[Data extracted from a collection]
+--

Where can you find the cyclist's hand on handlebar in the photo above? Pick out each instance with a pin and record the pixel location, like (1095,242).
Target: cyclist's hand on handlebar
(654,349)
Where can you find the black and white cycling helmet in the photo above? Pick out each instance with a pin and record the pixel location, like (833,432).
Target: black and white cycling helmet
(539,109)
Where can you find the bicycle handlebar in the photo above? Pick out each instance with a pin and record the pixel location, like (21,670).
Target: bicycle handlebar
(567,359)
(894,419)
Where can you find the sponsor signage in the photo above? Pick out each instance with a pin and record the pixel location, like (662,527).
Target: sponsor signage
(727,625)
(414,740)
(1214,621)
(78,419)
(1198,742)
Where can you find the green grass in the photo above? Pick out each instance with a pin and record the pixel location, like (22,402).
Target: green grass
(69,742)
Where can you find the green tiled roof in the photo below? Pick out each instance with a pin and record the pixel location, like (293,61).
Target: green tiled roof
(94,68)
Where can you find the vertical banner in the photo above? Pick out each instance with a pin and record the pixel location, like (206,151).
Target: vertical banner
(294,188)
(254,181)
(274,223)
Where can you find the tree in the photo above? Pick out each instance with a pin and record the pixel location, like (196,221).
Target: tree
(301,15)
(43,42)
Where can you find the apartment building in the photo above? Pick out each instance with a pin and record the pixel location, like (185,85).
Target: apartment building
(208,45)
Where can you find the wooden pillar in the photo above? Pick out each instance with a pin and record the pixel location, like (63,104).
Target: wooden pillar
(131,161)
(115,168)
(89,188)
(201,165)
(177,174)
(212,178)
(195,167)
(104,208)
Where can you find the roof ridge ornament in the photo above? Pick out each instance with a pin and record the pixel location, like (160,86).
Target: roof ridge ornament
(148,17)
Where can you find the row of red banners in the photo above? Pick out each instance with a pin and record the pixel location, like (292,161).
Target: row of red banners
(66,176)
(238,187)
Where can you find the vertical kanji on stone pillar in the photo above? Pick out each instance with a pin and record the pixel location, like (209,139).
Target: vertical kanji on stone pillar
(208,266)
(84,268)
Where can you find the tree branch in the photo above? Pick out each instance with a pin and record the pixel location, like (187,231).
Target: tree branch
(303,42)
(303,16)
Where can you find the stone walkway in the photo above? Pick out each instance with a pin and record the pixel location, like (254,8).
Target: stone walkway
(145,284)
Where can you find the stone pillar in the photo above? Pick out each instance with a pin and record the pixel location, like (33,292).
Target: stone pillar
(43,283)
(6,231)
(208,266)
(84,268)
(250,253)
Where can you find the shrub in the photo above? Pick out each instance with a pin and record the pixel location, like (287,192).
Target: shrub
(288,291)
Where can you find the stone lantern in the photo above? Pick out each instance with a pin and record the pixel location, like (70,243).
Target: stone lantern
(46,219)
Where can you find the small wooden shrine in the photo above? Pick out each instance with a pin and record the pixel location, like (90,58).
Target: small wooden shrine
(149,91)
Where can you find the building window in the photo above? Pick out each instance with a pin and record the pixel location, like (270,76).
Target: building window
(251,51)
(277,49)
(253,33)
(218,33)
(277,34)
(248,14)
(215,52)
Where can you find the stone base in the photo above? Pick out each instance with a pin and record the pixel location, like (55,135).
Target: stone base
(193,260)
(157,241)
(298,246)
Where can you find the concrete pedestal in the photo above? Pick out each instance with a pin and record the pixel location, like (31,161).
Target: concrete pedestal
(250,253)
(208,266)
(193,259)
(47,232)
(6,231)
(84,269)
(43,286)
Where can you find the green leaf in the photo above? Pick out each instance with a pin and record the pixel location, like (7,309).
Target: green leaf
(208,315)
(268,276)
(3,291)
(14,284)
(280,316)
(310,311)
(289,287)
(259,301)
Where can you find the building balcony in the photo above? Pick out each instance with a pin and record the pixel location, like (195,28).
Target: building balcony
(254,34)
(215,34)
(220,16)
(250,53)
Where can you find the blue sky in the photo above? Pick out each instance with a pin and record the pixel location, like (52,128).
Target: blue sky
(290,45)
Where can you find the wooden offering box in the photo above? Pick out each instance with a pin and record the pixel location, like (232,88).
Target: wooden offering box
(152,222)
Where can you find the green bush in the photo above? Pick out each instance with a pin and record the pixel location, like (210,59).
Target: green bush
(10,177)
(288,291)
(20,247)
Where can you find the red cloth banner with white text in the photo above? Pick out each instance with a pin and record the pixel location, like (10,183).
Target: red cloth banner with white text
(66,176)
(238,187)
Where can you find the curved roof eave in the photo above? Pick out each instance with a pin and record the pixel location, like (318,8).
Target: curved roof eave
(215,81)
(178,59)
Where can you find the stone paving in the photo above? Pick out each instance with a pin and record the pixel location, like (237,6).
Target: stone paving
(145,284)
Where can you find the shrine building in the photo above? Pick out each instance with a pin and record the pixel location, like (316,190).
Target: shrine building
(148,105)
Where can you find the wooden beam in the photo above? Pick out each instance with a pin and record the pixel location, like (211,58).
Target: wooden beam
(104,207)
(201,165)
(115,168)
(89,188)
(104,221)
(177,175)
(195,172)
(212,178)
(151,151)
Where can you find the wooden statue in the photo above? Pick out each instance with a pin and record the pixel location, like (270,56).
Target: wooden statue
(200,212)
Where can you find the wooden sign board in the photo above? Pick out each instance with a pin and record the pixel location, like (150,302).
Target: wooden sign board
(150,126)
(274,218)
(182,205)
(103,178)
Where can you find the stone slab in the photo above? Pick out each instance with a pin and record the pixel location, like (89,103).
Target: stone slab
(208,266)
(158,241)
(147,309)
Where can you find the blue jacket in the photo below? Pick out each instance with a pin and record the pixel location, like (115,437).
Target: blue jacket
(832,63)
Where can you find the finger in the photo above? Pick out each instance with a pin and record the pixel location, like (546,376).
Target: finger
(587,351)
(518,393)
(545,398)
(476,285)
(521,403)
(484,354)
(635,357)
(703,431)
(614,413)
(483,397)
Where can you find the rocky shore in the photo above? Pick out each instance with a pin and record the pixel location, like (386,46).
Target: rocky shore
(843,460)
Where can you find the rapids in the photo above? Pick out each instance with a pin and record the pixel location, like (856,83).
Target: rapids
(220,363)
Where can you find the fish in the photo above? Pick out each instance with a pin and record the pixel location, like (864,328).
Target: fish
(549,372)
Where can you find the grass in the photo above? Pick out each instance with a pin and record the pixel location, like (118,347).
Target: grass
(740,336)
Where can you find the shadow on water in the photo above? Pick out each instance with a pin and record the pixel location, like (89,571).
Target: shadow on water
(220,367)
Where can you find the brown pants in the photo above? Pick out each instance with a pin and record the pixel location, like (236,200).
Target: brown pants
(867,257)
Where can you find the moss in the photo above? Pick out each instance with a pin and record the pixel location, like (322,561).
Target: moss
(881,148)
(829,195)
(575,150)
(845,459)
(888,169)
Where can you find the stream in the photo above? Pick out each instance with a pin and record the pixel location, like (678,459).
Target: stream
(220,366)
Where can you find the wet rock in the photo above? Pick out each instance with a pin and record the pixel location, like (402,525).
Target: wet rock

+--

= Task description =
Scan the lines above for the word "below". Return each one that has it.

= Answer to the problem =
Where can you find the green tiled roof in the photo below? Pick out each instance with a pin and record the pixel location, like (293,61).
Where can you find the blue jacket in the photo below? Pick out each instance with a pin and record the pixel location, like (115,437).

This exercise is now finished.